Data for processing>

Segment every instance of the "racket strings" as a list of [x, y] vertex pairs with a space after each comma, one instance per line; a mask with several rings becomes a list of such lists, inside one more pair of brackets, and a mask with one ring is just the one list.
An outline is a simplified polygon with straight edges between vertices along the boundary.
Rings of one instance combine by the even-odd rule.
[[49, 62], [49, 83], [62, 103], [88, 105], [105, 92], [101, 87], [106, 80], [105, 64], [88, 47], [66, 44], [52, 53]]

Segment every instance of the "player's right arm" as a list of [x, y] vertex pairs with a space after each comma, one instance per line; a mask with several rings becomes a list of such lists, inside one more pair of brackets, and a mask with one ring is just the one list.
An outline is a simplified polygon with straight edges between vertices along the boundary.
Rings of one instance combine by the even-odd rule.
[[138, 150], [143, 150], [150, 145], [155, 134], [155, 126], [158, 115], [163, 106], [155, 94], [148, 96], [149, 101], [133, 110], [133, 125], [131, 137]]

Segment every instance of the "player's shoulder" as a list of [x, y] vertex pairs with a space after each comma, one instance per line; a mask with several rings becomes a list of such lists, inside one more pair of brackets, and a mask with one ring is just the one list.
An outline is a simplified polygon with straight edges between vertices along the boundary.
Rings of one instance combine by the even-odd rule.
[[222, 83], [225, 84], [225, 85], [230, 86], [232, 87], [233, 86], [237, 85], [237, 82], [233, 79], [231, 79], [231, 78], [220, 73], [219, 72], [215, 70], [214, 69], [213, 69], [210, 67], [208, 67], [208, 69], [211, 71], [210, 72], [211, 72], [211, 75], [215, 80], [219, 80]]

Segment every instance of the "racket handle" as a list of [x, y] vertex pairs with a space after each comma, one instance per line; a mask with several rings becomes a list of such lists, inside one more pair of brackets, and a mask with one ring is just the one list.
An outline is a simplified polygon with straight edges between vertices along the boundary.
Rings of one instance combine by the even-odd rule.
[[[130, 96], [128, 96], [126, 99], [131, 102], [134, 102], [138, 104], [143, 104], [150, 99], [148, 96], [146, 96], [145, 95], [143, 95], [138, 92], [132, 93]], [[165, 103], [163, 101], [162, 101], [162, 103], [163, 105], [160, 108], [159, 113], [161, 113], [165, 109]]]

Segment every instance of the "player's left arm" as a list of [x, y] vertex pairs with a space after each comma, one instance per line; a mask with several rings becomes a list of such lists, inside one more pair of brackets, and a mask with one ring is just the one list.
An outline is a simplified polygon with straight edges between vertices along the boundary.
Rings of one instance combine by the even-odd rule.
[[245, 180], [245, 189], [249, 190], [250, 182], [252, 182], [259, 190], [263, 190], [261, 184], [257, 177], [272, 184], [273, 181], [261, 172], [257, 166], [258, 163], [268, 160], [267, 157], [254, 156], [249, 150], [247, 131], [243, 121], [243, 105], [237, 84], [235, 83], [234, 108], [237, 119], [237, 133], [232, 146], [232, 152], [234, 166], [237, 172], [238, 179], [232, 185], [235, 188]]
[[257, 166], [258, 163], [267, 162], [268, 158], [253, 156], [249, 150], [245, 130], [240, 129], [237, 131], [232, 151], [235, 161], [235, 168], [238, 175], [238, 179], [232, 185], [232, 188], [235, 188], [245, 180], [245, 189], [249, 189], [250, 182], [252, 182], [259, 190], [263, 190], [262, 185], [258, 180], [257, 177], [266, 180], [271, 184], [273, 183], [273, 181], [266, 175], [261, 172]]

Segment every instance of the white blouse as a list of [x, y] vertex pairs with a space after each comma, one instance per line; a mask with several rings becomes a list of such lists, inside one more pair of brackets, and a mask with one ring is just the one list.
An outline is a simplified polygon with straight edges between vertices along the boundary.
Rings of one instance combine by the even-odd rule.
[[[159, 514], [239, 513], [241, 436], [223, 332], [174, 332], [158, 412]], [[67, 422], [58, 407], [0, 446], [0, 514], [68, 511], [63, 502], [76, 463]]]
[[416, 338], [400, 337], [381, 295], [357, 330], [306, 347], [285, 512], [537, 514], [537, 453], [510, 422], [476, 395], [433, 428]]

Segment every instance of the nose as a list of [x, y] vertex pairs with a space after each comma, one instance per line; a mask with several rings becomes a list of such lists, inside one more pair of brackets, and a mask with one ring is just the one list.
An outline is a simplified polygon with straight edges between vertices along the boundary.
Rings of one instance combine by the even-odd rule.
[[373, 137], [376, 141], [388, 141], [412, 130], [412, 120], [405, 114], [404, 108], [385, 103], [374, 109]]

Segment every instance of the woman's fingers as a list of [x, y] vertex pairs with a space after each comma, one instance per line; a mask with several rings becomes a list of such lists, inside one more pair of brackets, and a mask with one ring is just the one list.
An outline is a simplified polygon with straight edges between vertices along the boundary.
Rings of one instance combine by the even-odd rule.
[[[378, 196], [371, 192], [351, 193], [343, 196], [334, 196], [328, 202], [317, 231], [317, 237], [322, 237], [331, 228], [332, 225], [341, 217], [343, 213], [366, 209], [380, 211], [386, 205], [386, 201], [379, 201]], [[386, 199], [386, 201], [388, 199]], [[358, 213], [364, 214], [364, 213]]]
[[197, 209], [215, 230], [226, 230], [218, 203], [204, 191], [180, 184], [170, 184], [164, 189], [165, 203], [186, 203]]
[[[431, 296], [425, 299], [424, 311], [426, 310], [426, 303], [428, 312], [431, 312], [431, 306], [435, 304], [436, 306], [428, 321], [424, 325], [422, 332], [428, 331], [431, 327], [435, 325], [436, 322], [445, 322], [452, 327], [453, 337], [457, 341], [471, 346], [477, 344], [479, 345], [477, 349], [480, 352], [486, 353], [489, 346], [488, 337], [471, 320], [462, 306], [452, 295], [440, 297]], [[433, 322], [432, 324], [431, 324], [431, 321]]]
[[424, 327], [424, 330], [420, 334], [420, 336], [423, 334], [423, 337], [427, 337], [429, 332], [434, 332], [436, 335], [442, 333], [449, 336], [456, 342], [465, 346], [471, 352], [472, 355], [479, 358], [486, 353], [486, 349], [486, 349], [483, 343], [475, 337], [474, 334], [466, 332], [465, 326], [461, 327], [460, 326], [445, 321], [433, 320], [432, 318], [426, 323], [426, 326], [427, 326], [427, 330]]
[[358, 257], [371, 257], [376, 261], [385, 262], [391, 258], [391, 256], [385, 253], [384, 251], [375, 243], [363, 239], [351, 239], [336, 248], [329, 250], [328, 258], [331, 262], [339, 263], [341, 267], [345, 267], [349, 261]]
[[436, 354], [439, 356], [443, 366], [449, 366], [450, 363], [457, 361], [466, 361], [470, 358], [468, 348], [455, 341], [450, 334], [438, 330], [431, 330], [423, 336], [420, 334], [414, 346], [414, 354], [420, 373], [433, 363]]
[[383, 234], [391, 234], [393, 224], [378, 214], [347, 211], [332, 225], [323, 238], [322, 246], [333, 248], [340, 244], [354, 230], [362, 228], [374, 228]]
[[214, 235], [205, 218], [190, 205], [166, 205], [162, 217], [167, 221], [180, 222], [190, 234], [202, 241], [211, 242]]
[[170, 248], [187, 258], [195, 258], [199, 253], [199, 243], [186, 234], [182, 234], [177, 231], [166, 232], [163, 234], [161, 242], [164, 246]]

Short problem>
Can you format all of these rows as a Markdown table with the columns No. and Line, numbering each row and leaving out the blank lines?

Exercise solution>
| No. | Line |
|---|---|
| 1 | Segment every instance of the "racket strings" as a list of [x, y] vertex pairs with a space after each comma, one instance per line; a mask with several rings becomes a list of such lists, inside one more pair of brackets, and a mask with one ring is just the one list. |
| 2 | An outline is a simplified polygon with straight edges between vertices along the boundary. |
| 3 | Rings of one instance combine by the even-odd rule. |
| 4 | [[49, 62], [49, 83], [62, 103], [88, 105], [105, 92], [101, 87], [106, 80], [105, 64], [88, 47], [66, 44], [52, 53]] |
| 5 | Segment every instance of the "player's right arm" as a list of [x, y] vertex pairs with a space after each comma, one instance per line; a mask with several rings becomes a list of such lists, inside one more pair of brackets, and a mask with one ring is just the one list. |
| 6 | An outline is a simplified polygon with straight edges between vertices along the boundary. |
| 7 | Rings of one instance combine by the even-odd rule. |
| 8 | [[138, 150], [143, 150], [150, 145], [155, 134], [155, 126], [158, 115], [163, 106], [155, 94], [148, 96], [149, 101], [133, 110], [133, 125], [131, 137]] |
| 9 | Segment every instance of the "player's shoulder" as a list of [x, y] vertex pairs with a space after each comma, one instance per line; a mask with several rings becomes a list of such lists, inside one more pair of brackets, and a mask with one ring is just the one list. |
| 10 | An outline is a simplified polygon with straight edges between vertices along the boundary. |
| 11 | Rings of one instance combine by the even-odd rule. |
| 12 | [[222, 83], [225, 84], [225, 85], [230, 86], [232, 87], [233, 86], [237, 85], [237, 82], [233, 79], [231, 79], [231, 78], [220, 73], [219, 72], [215, 70], [214, 69], [213, 69], [210, 67], [208, 67], [208, 69], [211, 71], [210, 72], [211, 72], [211, 75], [215, 80], [219, 80]] |
| 13 | Segment every instance of the "racket handle" as a list of [x, y] vertex pairs with a space after each comma, one instance per line; a mask with several rings becomes a list of such lists, inside one more pair of brackets, and a mask with one ring is just the one list. |
| 14 | An outline is a simplified polygon with straight edges between vertices along the boundary. |
| 15 | Rings of one instance combine by the even-odd rule. |
| 16 | [[[130, 96], [128, 96], [126, 99], [131, 102], [134, 102], [138, 104], [143, 104], [150, 99], [148, 96], [146, 96], [145, 95], [143, 95], [138, 92], [132, 93]], [[165, 103], [163, 101], [162, 101], [162, 103], [163, 105], [160, 108], [159, 113], [161, 113], [165, 109]]] |
| 17 | Segment every instance of the "player's left arm" as a list of [x, y] vertex pairs with a space after each comma, one instance per line; a mask with several rings becomes a list of such lists, inside one more pair of brackets, and a mask with one ring is just the one list. |
| 18 | An outline is a simplified polygon with straight edges between vertices along the boundary. |
| 19 | Rings of one instance combine by the even-odd rule. |
| 20 | [[245, 180], [245, 189], [249, 190], [250, 182], [252, 182], [259, 190], [263, 190], [261, 184], [257, 177], [272, 184], [273, 181], [261, 172], [257, 166], [258, 163], [268, 160], [267, 157], [254, 156], [249, 150], [247, 131], [243, 121], [243, 105], [237, 84], [235, 83], [234, 108], [237, 119], [237, 133], [232, 146], [232, 152], [234, 166], [237, 172], [238, 179], [232, 185], [235, 188]] |
| 21 | [[257, 166], [258, 163], [267, 162], [268, 158], [253, 156], [249, 150], [245, 130], [240, 129], [237, 131], [232, 151], [235, 161], [235, 168], [238, 175], [238, 179], [232, 185], [232, 188], [235, 188], [245, 180], [245, 189], [249, 189], [250, 182], [252, 182], [259, 190], [263, 190], [262, 185], [258, 180], [257, 177], [266, 180], [271, 184], [273, 183], [273, 181], [266, 175], [261, 172]] |
| 22 | Segment every instance of the white blouse as a list of [x, y] vertex pairs with a space after each comma, one instance per line; a mask with several rings becomes a list of such lists, inside one more pair of brackets, and a mask with one ring is just the one list. |
| 23 | An outline is a simplified polygon with straight edges between vertices along the boundary. |
| 24 | Rings of one instance combine by the even-odd rule. |
| 25 | [[[159, 514], [239, 513], [241, 436], [223, 332], [174, 332], [158, 412]], [[67, 422], [58, 407], [0, 446], [0, 514], [68, 511], [63, 502], [76, 463]]] |
| 26 | [[416, 338], [400, 337], [381, 295], [357, 330], [306, 347], [285, 512], [537, 514], [537, 453], [510, 422], [476, 395], [433, 428]] |
| 27 | Segment every instance of the nose as a list of [x, y] vertex pairs with a space after each comma, one instance per line; a mask with several rings becomes a list of such lists, inside one more pair of brackets, and a mask with one ring is just the one list. |
| 28 | An outline is a simplified polygon with straight edges between vertices along the boundary. |
| 29 | Rings of one instance combine by the even-odd rule. |
| 30 | [[373, 137], [376, 141], [388, 141], [412, 130], [412, 120], [405, 114], [404, 108], [385, 103], [374, 109]] |
| 31 | Segment every instance of the woman's fingers as a list of [x, y] vertex pairs with a space after each comma, one instance per line; a mask with several rings becomes a list of such lists, inside one more pair of brackets, and a mask with one ring is just the one list. |
| 32 | An outline is a simplified polygon with straight edges between vertices along the boundary. |
| 33 | Rings of one instance combine by the even-odd rule. |
| 34 | [[[378, 196], [371, 192], [351, 193], [343, 196], [334, 196], [328, 202], [317, 231], [317, 237], [322, 237], [331, 228], [332, 225], [341, 217], [343, 213], [366, 209], [380, 211], [386, 205], [386, 201], [379, 201]], [[386, 199], [386, 201], [388, 199]], [[358, 213], [364, 214], [364, 213]]] |
| 35 | [[197, 209], [215, 230], [226, 230], [218, 203], [204, 191], [180, 184], [170, 184], [164, 189], [165, 203], [186, 203]] |
| 36 | [[[431, 296], [425, 299], [424, 311], [426, 310], [426, 303], [428, 312], [431, 312], [431, 306], [435, 304], [436, 306], [428, 321], [424, 325], [422, 332], [428, 331], [431, 327], [435, 325], [436, 322], [445, 322], [452, 327], [453, 337], [457, 341], [471, 346], [477, 344], [479, 345], [477, 349], [480, 352], [486, 353], [489, 346], [488, 337], [471, 320], [462, 306], [452, 295], [440, 297]], [[433, 322], [432, 324], [431, 324], [431, 321]]] |
| 37 | [[424, 327], [424, 330], [420, 334], [420, 336], [423, 334], [423, 337], [427, 337], [429, 332], [434, 332], [436, 335], [442, 333], [449, 336], [456, 342], [465, 346], [471, 352], [472, 355], [479, 358], [486, 353], [486, 349], [486, 349], [483, 343], [475, 337], [474, 334], [466, 332], [465, 326], [461, 327], [460, 326], [445, 321], [433, 320], [432, 318], [426, 323], [426, 326], [427, 326], [427, 330]] |
| 38 | [[358, 257], [371, 257], [376, 261], [385, 262], [391, 258], [391, 256], [385, 253], [384, 251], [375, 243], [363, 239], [351, 239], [336, 248], [329, 250], [328, 258], [331, 262], [339, 263], [341, 267], [345, 267], [349, 261]] |
| 39 | [[436, 354], [439, 356], [443, 366], [449, 366], [450, 363], [457, 361], [466, 361], [470, 358], [468, 348], [455, 341], [450, 334], [438, 330], [431, 330], [423, 336], [420, 334], [414, 346], [414, 354], [420, 373], [433, 363]] |
| 40 | [[383, 234], [391, 234], [393, 224], [378, 214], [347, 211], [332, 225], [323, 238], [322, 246], [333, 248], [340, 244], [354, 230], [362, 228], [374, 228]] |
| 41 | [[214, 235], [205, 218], [190, 205], [166, 205], [162, 217], [167, 221], [180, 222], [190, 234], [202, 241], [211, 242]] |
| 42 | [[170, 248], [187, 258], [195, 258], [199, 253], [199, 243], [186, 234], [182, 234], [177, 231], [166, 232], [163, 234], [161, 242], [164, 246]] |